# LISTED RECORDS start
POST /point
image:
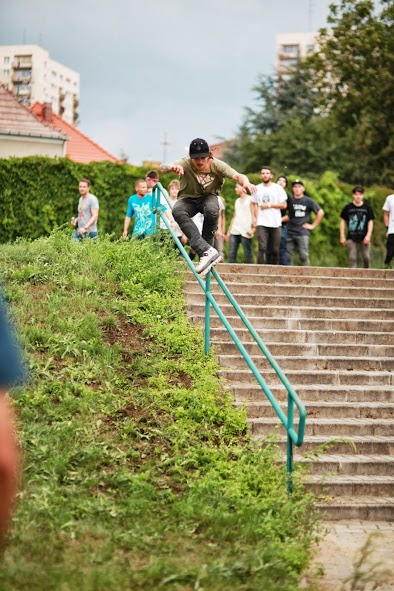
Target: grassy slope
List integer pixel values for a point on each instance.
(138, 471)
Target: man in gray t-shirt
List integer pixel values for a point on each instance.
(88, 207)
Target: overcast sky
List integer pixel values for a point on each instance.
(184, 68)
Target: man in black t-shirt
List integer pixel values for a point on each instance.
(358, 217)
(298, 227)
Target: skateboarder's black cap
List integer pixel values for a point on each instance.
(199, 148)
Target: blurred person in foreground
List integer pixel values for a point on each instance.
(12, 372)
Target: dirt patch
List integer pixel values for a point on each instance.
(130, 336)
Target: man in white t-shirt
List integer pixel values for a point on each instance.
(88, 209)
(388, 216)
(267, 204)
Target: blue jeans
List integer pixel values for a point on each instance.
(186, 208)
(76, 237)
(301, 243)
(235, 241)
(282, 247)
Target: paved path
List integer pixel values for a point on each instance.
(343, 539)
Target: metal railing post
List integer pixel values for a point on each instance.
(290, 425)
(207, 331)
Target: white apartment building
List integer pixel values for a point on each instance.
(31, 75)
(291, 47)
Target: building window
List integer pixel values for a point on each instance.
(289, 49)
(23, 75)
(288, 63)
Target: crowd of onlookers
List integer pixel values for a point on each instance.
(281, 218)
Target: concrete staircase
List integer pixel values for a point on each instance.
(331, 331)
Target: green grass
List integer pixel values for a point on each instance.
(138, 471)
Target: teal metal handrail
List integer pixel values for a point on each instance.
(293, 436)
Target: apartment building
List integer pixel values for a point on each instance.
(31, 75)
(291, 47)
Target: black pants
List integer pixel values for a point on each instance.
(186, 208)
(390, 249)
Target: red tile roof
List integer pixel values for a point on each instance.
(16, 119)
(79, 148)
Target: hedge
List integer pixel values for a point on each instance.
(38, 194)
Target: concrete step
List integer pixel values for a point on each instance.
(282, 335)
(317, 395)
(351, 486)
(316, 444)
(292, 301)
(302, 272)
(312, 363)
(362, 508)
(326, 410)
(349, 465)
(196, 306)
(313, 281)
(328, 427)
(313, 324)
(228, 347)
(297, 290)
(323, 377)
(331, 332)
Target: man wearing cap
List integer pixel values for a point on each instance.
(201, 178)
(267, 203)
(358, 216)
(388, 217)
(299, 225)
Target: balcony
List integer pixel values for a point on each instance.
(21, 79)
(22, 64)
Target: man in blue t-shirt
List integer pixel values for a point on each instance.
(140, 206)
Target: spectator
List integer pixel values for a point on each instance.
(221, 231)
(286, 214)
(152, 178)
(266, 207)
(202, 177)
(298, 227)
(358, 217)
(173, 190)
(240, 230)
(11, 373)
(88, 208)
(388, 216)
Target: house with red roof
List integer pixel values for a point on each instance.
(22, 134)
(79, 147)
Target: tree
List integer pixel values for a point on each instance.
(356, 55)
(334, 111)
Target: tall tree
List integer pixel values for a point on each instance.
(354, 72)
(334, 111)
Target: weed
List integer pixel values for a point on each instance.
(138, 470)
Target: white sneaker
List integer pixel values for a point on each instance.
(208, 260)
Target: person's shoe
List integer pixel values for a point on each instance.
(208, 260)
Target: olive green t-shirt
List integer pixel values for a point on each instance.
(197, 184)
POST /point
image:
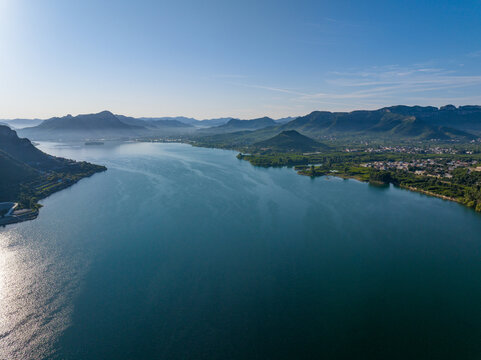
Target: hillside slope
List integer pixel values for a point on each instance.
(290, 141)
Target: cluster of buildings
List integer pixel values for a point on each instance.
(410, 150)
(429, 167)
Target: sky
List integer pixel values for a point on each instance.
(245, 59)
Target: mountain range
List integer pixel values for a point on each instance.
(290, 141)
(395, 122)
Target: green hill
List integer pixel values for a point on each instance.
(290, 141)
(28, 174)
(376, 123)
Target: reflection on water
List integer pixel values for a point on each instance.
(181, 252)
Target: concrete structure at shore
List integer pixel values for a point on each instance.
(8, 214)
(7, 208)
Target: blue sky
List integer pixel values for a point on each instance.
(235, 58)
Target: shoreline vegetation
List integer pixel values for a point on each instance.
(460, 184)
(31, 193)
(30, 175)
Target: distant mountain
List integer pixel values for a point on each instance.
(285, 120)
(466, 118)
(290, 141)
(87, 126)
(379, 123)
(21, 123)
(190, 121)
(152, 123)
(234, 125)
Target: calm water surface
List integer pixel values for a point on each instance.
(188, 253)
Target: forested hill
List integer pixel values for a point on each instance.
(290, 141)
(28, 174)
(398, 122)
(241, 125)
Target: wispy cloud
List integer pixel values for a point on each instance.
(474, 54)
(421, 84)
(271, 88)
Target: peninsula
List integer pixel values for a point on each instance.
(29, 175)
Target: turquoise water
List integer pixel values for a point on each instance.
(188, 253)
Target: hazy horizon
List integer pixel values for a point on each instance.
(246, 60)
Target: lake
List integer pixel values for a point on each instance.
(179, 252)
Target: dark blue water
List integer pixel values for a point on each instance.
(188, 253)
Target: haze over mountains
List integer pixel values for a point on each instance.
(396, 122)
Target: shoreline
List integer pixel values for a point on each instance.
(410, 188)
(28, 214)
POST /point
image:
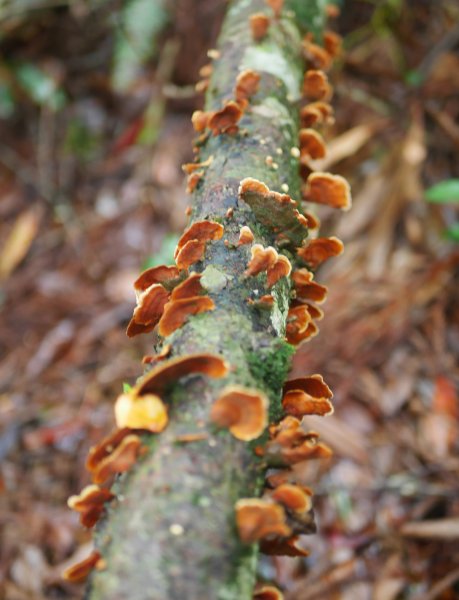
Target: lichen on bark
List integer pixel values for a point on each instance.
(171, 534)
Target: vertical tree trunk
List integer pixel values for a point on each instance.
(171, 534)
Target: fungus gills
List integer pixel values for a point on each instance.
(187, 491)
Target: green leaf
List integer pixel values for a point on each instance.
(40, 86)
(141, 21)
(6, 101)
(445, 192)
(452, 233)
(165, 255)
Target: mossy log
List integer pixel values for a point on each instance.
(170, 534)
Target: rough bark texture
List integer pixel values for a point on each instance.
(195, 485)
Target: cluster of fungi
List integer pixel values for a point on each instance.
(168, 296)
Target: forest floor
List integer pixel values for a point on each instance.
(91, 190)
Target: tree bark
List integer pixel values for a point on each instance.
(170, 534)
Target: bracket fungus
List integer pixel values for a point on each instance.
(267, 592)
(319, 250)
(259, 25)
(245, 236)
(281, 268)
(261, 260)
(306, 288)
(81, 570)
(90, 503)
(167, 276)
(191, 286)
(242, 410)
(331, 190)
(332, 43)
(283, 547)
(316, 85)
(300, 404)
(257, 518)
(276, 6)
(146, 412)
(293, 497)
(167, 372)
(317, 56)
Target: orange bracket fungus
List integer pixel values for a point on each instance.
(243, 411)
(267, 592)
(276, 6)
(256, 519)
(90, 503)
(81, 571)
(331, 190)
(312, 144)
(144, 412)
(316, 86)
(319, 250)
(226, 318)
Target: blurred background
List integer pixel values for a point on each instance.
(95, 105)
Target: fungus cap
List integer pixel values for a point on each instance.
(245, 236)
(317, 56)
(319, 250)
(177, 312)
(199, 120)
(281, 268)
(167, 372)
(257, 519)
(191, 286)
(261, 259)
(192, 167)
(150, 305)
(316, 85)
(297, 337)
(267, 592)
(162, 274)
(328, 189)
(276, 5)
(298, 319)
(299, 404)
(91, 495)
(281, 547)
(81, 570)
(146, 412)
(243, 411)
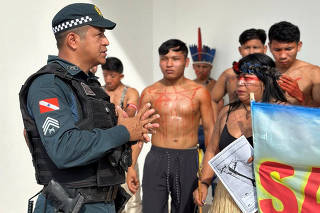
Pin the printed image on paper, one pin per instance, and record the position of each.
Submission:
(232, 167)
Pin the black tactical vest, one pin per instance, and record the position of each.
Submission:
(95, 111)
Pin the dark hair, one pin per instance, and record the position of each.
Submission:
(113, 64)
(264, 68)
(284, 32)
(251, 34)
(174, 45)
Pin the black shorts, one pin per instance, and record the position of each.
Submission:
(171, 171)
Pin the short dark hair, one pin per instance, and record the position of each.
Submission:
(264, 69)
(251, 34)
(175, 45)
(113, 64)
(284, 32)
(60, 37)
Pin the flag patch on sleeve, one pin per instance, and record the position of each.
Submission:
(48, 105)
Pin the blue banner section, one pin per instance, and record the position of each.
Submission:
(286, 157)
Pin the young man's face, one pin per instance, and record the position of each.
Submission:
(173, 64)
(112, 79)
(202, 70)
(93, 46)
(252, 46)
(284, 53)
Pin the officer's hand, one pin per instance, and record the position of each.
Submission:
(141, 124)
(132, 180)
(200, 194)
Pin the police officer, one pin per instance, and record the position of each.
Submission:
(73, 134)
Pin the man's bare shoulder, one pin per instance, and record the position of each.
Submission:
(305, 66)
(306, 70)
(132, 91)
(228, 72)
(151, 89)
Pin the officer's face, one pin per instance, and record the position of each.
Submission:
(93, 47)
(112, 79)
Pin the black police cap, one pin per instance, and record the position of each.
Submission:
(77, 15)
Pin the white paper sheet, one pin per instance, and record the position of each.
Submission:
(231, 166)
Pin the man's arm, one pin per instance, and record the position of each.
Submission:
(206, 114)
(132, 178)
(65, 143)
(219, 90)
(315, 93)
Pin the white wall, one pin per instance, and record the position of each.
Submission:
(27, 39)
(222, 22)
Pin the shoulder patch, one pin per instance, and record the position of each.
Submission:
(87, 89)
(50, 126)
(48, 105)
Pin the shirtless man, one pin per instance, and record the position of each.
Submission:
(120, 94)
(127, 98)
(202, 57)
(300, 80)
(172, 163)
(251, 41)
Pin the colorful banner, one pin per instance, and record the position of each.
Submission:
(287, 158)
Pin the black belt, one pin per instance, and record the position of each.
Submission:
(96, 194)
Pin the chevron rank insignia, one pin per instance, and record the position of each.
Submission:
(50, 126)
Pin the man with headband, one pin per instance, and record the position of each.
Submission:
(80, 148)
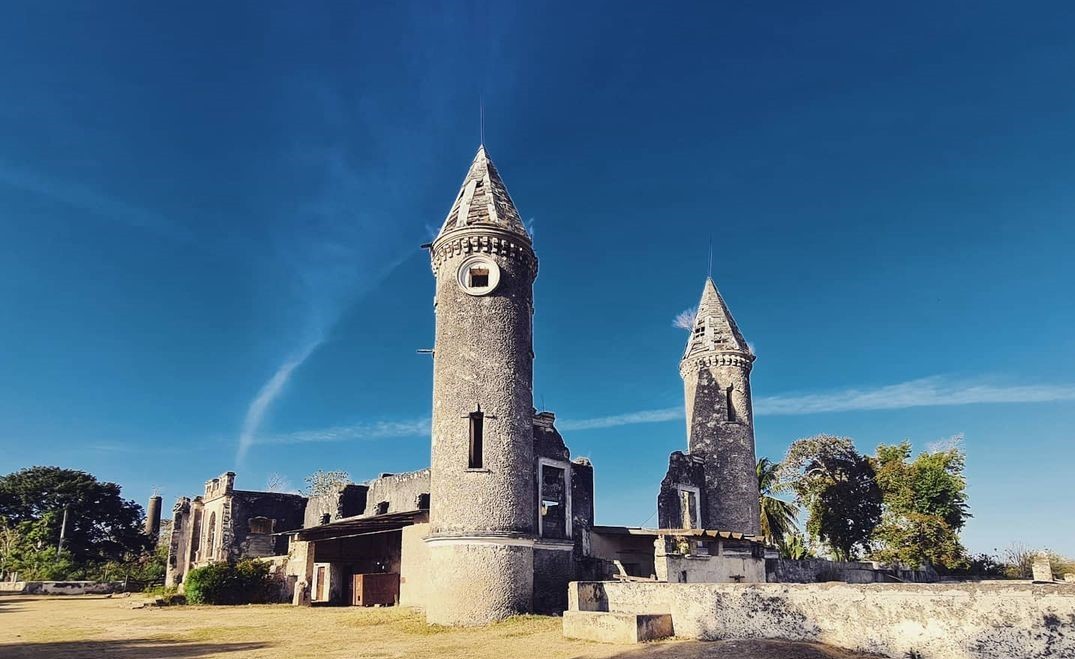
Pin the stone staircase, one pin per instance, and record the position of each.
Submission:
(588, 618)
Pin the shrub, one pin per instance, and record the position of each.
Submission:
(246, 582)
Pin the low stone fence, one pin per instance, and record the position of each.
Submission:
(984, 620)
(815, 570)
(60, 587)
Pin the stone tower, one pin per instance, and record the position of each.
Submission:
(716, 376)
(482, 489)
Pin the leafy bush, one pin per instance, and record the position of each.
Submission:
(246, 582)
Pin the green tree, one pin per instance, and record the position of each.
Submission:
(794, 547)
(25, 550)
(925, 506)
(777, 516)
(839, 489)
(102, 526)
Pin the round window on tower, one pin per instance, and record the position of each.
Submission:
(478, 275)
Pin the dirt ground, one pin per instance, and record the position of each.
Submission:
# LISTED RECORDS end
__THE EXERCISE__
Render the lines from the one containing "Pin the low" through the final line of the material as a numbered list, including both ends and omitting blank lines.

__RESPONSE FOR THIS EXERCISE__
1. Pin the low stone fence, one pin per instance, and record the position of each.
2. Submission:
3. (984, 620)
4. (815, 570)
5. (60, 587)
6. Pin the stone tower, one pin per instance, and record the position of each.
7. Submission:
8. (716, 376)
9. (482, 489)
10. Pin the leafy bush, one pin per instance, and record the position of each.
11. Submission:
12. (246, 582)
13. Pin the green tree, one pin per instance, and record the position of each.
14. Submission:
15. (794, 547)
16. (25, 550)
17. (925, 506)
18. (777, 516)
19. (839, 489)
20. (102, 526)
21. Pin the round window on tower, one pin per instance, and record the position of each.
22. Submission:
23. (478, 275)
24. Pin the dirt ground, one pin per instance, and record the position of each.
25. Submission:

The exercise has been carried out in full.